→ Work instructions
Reformat the rows below as a single numbered list, omitting any blank lines.

→ Data for this exercise
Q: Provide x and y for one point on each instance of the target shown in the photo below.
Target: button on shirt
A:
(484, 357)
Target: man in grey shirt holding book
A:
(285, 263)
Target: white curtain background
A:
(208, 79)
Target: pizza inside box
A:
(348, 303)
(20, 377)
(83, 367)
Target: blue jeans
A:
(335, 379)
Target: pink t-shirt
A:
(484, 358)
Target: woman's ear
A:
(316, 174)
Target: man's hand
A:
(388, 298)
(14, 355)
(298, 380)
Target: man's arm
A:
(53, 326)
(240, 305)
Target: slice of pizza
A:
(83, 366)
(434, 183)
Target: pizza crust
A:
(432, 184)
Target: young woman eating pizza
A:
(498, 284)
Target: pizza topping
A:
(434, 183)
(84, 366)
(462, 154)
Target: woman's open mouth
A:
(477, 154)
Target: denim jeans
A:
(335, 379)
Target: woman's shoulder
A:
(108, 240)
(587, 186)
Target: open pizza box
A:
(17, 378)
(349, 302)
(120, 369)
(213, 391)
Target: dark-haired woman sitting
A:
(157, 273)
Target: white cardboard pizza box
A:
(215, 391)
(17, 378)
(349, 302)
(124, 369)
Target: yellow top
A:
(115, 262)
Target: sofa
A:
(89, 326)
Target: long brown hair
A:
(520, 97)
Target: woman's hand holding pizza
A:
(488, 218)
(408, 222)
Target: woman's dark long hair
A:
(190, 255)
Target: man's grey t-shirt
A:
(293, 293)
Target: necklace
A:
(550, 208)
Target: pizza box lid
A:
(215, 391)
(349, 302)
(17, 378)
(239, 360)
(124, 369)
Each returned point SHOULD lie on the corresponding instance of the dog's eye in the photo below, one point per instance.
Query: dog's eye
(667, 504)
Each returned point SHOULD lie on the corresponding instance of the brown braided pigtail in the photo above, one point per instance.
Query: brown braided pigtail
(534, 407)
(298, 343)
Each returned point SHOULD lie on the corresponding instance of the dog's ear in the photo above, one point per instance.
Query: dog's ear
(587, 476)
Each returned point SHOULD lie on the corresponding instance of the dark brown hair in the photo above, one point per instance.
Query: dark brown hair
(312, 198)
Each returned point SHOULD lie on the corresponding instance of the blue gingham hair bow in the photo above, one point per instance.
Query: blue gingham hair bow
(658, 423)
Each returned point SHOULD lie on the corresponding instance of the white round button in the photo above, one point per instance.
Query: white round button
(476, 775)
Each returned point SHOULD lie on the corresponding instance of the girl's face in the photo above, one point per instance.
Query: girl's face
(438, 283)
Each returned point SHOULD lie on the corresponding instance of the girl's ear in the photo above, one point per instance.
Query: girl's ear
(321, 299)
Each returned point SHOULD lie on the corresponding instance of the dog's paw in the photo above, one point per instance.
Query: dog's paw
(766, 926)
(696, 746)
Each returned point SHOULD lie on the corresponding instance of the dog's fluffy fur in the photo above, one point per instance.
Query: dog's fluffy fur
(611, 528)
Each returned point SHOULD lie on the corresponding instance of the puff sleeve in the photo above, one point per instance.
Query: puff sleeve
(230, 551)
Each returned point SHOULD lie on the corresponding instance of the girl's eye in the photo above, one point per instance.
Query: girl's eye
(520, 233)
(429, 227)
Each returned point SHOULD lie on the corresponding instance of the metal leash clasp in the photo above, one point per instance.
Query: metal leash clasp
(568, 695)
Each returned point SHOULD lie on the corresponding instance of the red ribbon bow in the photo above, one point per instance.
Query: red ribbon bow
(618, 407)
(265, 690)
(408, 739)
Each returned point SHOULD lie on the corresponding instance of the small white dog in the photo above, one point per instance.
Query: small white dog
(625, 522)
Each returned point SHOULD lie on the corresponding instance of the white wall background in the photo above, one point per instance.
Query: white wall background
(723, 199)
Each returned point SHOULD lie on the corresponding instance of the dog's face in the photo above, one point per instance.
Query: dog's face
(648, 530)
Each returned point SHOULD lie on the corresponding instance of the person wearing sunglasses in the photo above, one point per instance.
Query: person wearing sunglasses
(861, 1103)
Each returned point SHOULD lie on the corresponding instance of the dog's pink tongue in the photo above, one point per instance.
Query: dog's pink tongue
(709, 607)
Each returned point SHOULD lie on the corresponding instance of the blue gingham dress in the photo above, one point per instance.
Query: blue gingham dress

→ Exercise solution
1. Q: Provide x and y for one point on each instance of the target shown in the photo below.
2. Target: button on shirt
3. A:
4. (484, 357)
5. Target: man in grey shirt holding book
6. A:
7. (285, 263)
8. Target: white curtain background
9. A:
10. (208, 79)
11. Target: pizza inside box
12. A:
13. (348, 303)
14. (20, 377)
15. (83, 367)
16. Target: blue jeans
17. A:
18. (335, 379)
19. Target: pink t-shirt
20. A:
21. (484, 358)
22. Target: woman's ear
23. A:
24. (316, 174)
25. Target: man's hand
26. A:
27. (388, 298)
28. (14, 355)
29. (298, 380)
30. Target: man's arm
31. A:
32. (53, 326)
33. (240, 305)
34. Target: slice of pizza
35. A:
36. (83, 366)
37. (434, 183)
38. Target: pizza crust
39. A:
40. (432, 184)
41. Target: young woman eating pizza
42. A:
43. (498, 284)
44. Target: pizza topping
45. A:
46. (434, 183)
47. (84, 366)
48. (462, 154)
49. Target: woman's open mouth
50. A:
51. (477, 154)
52. Target: denim jeans
53. A:
54. (335, 379)
55. Target: woman's shoulder
56. A:
57. (108, 240)
58. (587, 186)
59. Target: open pizza box
60. A:
61. (17, 378)
62. (349, 302)
63. (120, 369)
64. (213, 391)
65. Target: dark-haired woman sitting
66. A:
67. (157, 273)
68. Target: white cardboard pizza box
69. A:
70. (215, 391)
71. (17, 378)
72. (349, 302)
73. (124, 369)
74. Target: yellow top
75. A:
76. (115, 262)
77. Target: sofa
78. A:
79. (89, 326)
80. Target: long brown hair
81. A:
82. (520, 97)
83. Target: woman's hand holding pizza
84. A:
85. (488, 218)
86. (408, 222)
87. Target: woman's dark long hair
88. A:
89. (190, 255)
90. Target: man's grey t-shirt
91. A:
92. (293, 293)
93. Target: necklace
94. A:
95. (550, 208)
96. Target: pizza box lid
97. A:
98. (215, 391)
99. (349, 302)
100. (17, 378)
101. (239, 360)
102. (124, 369)
103. Each returned point SHOULD lie on the corresponding instance of the dog's eye in the photo below, one point per instance.
104. Query: dog's eye
105. (667, 504)
106. Each returned point SHOULD lie on the corresponding instance of the brown braided pigtail in the photo above, one point per instance.
107. Query: brown braided pigtail
108. (534, 407)
109. (298, 343)
110. Each returned point SHOULD lie on the corresponding instance of the dog's ear in the photo above, one point per instance.
111. Query: dog's ear
112. (587, 476)
113. Each returned point SHOULD lie on the corresponding instance of the dark brown hair in the photo above, one point per instance.
114. Query: dark brown hair
115. (312, 198)
116. Each returned point SHOULD lie on the corresponding instance of the blue gingham hair bow in the photo above, one point per instance.
117. Query: blue gingham hair bow
118. (658, 423)
119. Each returned point SHOULD lie on the corresponding instance of the white round button in the photo above, one point per instance.
120. Query: white round button
121. (476, 775)
122. Each returned point SHOULD lie on the corresponding instance of the girl's face in the photo above, one point per instance.
123. Query: girl's face
124. (438, 283)
125. Each returned point SHOULD lie on the corresponding instance of the girl's ear in the photo above, one point per instance.
126. Query: girl's ear
127. (321, 299)
128. Each returned point SHOULD lie on the corresponding instance of the dog's paw in the photo above, one point per instance.
129. Query: dog's paw
130. (766, 926)
131. (696, 746)
132. Each returned point SHOULD lie on the corresponding instance of the dog's fluffy fur in the photo above, one point per instance.
133. Query: dog's fluffy fur
134. (611, 528)
135. Each returned point SHOULD lie on the corresponding instance of the puff sleeve in the photo above, one point per instance.
136. Query: puff sleeve
137. (230, 551)
138. Each returned point SHOULD lie on the corresponding instance of the girl's eye in the photo above, one point per instance.
139. Query: girl's eye
140. (520, 233)
141. (429, 227)
142. Each returned point SHOULD lie on the corresponding instance of the metal leash clasp in the photo above, one point per instance.
143. Query: metal leash clasp
144. (568, 695)
145. Each returned point SHOULD lie on the corresponding instance of the red ribbon bow in the photo above, one point per instance.
146. Query: red ribbon bow
147. (618, 407)
148. (265, 690)
149. (408, 739)
150. Each returned point SHOULD lie on the corresponding instance of the small white dog in the photo above, one point per instance.
151. Query: small white dog
152. (625, 522)
153. Each returned point SHOULD lie on the corresponding instance of the white wall background in the photo above, one point per instance.
154. Query: white wall background
155. (723, 199)
156. Each returned point SHOULD lie on the corresponding instance of the dog's face in the photo above, one point per instance.
157. Query: dog's face
158. (648, 530)
159. Each returned point SHOULD lie on the corresponding instance of the person wearing sunglasses in the photo above, one point per instance.
160. Query: person wearing sunglasses
161. (861, 1103)
162. Each returned point SHOULD lie on the corresponding instance of the dog's pink tongue in the photo above, one point per instance.
163. Query: dog's pink tongue
164. (709, 607)
165. Each returned point SHOULD lie on the corresponding instance of the blue gingham dress in the photo above, one point per instance.
166. Query: blue gingham dress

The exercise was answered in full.